Datation des eaux souterraines
La datation des eaux souterraines est un outil de gestion de la ressource en eau pour les collectivités et les bureaux d’études.
Description
C’est à la recommandation du bon état écologique des eaux en 2015 requise par la directive cadre européenne, que la datation des eaux souterraines peut permettre de répondre en permettant d'estimer le temps de réaction de l'aquifère à tout changement.
L’analyse des concentrations en CFC a également un second avantage non négligeable dans la gestion des bassins versants. C’est un excellent traceur des eaux récentes car spécifique des eaux infiltrées après les années 1950. Leur présence dans une nappe « ancienne » ou leur apparition progressive au cours d’un essai de pompage longue durée sont les signes de connexions de l’aquifère exploité avec les eaux de surface et donc d’une vulnérabilité potentielle de la ressource.
La datation des eaux souterraines permet d’apporter des éléments de réponse aux questions essentielles de la gestion de l’eau :
Historique
La détermination du temps de résidence des eaux souterraines est souvent réalisée de manière indirecte à partir de la résolution des équations de Darcy ou de la Loi de Fick[1]. Mais cette méthode nécessite une connaissance exhaustive du milieu souterrain et de ses propriétés hydrauliques pour limiter l’incertitude sur les âges. L’approche directe à l’aide d’un traceur permet une observation plus objective des temps de résidence au sein de l’aquifère, à l’échelle du bassin versant.
Il existe différents types de traceurs adaptés aux différents ordres de grandeurs qui peuvent être rencontrés dans le milieu souterrain. Le plus connu est sans conteste le Carbone 14 utilisé pour des temps de résidences compris entre quelques centaines d’années et 50 000 ans. D’une manière générale ces nappes à très faible taux de renouvellement (parfois abusivement qualifiées de nappes fossiles) sont plutôt aujourd’hui bien identifiées car elles sont souvent des aquifères relativement productifs et très utilisés.
Un second traceur largement utilisé en hydrogéologie est le tritium dont la concentration atmosphérique a été marquée par un pic durant le début des années 1960, à la suite des essais nucléaires atmosphériques. Les concentrations sont aujourd’hui beaucoup plus basses et les mesures sont devenues beaucoup plus délicates à interpréter.
Les chlorofluorocarbones (CFC) sont eux caractéristiques des eaux récentes, infiltrées au cours des 50 dernières années. Ce sont donc des traceurs contemporains de l’intensification des activités anthropiques tant au niveau agricole que technologique.

(Entrées du jeu de données)
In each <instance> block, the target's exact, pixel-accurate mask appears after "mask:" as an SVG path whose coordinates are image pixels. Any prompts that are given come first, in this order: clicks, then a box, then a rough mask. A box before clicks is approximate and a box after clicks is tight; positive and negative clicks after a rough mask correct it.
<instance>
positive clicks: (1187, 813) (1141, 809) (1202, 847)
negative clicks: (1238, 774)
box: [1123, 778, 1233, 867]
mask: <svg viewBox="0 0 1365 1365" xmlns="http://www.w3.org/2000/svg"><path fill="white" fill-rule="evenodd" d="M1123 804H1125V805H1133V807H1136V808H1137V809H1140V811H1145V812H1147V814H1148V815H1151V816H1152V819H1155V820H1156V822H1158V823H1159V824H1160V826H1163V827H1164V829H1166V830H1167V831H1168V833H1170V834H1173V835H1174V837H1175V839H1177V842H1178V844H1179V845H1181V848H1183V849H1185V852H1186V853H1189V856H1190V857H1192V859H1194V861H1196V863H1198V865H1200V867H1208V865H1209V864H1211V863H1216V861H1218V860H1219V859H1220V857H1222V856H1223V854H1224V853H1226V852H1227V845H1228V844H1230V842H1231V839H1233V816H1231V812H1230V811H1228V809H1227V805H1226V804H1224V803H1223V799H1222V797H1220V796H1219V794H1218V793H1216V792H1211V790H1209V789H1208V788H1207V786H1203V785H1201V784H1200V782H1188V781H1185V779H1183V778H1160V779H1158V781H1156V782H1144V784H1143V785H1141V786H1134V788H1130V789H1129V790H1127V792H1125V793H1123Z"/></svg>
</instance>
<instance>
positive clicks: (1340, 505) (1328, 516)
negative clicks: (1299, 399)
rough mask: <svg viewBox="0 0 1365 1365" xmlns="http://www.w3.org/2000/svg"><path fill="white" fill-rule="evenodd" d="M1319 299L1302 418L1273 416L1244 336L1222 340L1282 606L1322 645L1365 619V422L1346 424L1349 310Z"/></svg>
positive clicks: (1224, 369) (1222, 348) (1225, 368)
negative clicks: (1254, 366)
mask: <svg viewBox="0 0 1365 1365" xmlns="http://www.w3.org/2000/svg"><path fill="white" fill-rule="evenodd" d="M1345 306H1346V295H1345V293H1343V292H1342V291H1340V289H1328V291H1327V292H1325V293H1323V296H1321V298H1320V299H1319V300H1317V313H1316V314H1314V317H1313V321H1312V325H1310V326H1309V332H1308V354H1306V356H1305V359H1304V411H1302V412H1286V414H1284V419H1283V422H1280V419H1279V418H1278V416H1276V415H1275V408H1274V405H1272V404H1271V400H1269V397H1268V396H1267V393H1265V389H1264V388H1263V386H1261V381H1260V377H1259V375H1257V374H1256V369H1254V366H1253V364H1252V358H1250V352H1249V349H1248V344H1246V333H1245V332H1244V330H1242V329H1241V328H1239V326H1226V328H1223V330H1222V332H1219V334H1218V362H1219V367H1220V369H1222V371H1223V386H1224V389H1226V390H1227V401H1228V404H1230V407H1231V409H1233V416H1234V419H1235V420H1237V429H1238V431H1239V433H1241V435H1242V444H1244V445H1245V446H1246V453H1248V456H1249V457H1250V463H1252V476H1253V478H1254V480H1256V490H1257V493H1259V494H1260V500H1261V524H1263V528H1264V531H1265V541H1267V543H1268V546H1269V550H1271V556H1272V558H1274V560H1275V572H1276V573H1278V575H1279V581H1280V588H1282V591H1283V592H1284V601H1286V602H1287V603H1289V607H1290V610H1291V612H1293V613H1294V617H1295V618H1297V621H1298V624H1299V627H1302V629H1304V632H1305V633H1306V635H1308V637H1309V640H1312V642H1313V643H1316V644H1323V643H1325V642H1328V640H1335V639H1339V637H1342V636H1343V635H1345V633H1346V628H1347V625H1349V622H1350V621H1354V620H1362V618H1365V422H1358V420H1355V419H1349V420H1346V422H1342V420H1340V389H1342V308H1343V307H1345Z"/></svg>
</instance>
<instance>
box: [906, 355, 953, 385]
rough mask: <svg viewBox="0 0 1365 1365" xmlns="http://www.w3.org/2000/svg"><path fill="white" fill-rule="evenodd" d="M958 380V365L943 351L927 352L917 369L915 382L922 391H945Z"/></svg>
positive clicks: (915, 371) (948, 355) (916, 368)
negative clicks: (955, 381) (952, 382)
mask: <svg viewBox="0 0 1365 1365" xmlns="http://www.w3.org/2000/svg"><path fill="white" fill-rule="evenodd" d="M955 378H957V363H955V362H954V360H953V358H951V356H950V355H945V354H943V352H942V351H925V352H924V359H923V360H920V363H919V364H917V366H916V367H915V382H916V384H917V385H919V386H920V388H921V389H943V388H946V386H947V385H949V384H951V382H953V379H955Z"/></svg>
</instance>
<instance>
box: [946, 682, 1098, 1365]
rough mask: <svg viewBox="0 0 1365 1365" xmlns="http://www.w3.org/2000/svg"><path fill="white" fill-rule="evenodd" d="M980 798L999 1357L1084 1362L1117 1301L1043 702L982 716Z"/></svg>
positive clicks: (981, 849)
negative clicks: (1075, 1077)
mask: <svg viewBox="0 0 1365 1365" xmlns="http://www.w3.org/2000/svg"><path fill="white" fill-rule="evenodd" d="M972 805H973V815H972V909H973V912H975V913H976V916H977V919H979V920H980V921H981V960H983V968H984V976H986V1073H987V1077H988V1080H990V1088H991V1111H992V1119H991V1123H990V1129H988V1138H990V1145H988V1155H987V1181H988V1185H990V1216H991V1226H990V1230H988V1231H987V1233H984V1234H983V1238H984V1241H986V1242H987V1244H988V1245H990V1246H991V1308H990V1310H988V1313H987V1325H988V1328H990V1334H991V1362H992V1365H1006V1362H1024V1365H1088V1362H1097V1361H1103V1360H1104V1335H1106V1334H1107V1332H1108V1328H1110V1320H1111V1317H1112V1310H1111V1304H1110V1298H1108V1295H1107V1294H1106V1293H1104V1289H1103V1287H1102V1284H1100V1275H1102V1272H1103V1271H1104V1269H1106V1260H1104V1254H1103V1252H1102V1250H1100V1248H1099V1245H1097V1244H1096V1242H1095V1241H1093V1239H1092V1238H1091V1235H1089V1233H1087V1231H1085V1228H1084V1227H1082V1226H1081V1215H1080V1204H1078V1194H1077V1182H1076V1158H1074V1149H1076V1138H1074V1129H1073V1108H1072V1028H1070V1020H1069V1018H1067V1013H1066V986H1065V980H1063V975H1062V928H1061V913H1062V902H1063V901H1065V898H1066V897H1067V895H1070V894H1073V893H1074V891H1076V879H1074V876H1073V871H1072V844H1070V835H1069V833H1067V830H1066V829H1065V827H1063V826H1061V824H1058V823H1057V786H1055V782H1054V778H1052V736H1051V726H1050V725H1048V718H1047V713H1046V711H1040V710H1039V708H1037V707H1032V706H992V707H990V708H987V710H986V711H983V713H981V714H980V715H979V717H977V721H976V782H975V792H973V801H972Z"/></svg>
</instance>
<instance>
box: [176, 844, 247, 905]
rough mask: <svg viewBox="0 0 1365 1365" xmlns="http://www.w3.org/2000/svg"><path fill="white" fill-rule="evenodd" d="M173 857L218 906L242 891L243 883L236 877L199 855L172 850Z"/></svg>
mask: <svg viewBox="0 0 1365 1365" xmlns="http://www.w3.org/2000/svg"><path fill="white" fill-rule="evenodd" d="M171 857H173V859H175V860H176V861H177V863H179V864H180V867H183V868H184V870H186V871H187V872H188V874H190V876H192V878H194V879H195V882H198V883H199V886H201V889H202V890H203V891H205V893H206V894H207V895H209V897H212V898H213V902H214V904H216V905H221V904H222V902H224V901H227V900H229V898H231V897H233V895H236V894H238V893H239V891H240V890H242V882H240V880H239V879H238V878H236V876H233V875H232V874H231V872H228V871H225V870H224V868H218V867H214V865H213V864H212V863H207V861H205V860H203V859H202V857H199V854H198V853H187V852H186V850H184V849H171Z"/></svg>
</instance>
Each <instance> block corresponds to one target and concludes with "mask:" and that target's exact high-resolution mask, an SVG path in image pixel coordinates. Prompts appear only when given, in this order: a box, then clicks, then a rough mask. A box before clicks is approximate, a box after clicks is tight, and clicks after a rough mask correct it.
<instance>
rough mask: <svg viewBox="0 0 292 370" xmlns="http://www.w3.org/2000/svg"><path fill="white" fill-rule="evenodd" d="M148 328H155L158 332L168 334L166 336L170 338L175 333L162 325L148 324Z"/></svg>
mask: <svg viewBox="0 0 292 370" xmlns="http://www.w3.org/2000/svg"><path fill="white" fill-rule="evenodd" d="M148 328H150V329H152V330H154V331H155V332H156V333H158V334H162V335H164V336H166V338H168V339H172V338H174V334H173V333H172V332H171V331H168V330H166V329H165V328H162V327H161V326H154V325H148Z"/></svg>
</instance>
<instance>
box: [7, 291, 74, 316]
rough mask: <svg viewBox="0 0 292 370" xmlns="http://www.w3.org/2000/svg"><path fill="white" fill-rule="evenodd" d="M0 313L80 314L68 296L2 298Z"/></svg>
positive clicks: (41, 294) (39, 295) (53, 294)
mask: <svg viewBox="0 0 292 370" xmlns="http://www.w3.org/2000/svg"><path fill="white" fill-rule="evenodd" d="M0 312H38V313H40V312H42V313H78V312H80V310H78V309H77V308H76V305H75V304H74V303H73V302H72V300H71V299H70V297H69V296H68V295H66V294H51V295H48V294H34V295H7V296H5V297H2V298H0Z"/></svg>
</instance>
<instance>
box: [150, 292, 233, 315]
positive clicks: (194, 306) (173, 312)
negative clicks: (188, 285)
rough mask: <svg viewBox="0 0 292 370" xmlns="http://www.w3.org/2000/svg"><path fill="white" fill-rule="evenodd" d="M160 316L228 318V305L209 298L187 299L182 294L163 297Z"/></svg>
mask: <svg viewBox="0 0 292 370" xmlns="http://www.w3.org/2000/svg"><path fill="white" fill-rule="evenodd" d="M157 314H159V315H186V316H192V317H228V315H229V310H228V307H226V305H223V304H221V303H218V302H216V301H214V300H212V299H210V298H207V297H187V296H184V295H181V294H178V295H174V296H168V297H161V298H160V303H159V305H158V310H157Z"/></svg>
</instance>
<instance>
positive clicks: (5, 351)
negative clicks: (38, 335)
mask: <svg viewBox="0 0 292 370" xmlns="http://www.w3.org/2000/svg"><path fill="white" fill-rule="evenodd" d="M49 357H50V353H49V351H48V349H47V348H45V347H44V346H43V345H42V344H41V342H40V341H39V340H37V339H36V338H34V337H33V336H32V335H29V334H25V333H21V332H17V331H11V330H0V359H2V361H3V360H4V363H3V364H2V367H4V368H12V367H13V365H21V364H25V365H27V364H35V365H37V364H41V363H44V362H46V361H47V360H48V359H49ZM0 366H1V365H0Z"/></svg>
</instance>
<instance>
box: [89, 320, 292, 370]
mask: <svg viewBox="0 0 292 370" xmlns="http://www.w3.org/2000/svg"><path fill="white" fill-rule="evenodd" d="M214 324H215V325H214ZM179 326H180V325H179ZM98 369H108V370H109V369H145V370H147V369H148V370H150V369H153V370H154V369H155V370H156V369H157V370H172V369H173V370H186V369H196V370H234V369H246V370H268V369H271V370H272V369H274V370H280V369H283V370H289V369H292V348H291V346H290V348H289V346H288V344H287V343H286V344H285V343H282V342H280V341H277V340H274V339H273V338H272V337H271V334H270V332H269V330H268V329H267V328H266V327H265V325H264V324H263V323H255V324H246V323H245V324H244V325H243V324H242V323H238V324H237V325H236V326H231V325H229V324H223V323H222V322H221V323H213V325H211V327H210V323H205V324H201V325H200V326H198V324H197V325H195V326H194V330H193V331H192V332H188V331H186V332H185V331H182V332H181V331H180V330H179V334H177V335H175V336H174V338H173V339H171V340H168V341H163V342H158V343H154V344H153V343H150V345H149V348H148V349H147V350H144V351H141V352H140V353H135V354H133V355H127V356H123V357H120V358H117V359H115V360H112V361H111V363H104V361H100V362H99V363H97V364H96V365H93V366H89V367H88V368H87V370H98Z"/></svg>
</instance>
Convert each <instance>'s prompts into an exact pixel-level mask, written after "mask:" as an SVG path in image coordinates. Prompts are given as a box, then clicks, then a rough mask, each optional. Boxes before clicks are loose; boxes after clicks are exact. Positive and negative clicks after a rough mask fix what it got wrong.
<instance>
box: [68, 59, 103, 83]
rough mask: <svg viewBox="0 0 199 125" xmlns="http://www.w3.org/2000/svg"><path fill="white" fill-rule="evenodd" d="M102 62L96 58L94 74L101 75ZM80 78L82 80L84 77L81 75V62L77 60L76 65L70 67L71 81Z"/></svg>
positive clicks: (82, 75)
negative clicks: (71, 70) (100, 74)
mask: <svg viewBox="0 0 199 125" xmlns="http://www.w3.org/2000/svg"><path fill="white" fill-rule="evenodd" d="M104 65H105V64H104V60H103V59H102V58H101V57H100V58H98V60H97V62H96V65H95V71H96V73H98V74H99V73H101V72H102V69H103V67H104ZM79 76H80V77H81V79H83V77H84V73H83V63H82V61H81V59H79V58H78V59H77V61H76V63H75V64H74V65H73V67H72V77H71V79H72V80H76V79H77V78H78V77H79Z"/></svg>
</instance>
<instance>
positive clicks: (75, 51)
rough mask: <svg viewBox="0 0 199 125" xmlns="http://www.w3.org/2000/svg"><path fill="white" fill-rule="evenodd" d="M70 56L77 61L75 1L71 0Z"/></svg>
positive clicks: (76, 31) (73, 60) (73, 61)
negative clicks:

= TÂCHE A =
Indiquez si chacune des affirmations suivantes est conforme au texte sur la datation des eaux souterraines. Répondez par oui ou par non, en citant à l’identique les mots du texte qui tranchent. (i) Le Carbone 14 sert à dater des temps de résidence allant de quelques centaines d’années à 50 000 ans. (ii) La concentration atmosphérique du tritium est aujourd’hui plus élevée qu’au début des années 1960. (iii) Les CFC sont spécifiques des eaux infiltrées avant les années 1950.
= TÂCHE B =
D’après le texte sur la datation des eaux souterraines, quel événement a provoqué le pic de concentration atmosphérique du tritium au début des années 1960 ?
= TÂCHE C =
Actualisez le passage du texte sur la datation des eaux souterraines qui va de « L’analyse des concentrations » jusqu’à « de la ressource. », en remplaçant « essai de pompage » par « test de pompage ».
Les entrées proviennent d’une autre source.

= ZONE DE RÉPONSE A =
(i) Oui : « utilisé pour des temps de résidences compris entre quelques centaines d’années et 50 000 ans »
(ii) Non : « Les concentrations sont aujourd’hui beaucoup plus basses »
(iii) Non : « spécifique des eaux infiltrées après les années 1950 »

= ZONE DE RÉPONSE B =
Les essais nucléaires atmosphériques.

= ZONE DE RÉPONSE C =
L’analyse des concentrations en CFC a également un second avantage non négligeable dans la gestion des bassins versants. C’est un excellent traceur des eaux récentes car spécifique des eaux infiltrées après les années 1950. Leur présence dans une nappe « ancienne » ou leur apparition progressive au cours d’un test de pompage longue durée sont les signes de connexions de l’aquifère exploité avec les eaux de surface et donc d’une vulnérabilité potentielle de la ressource.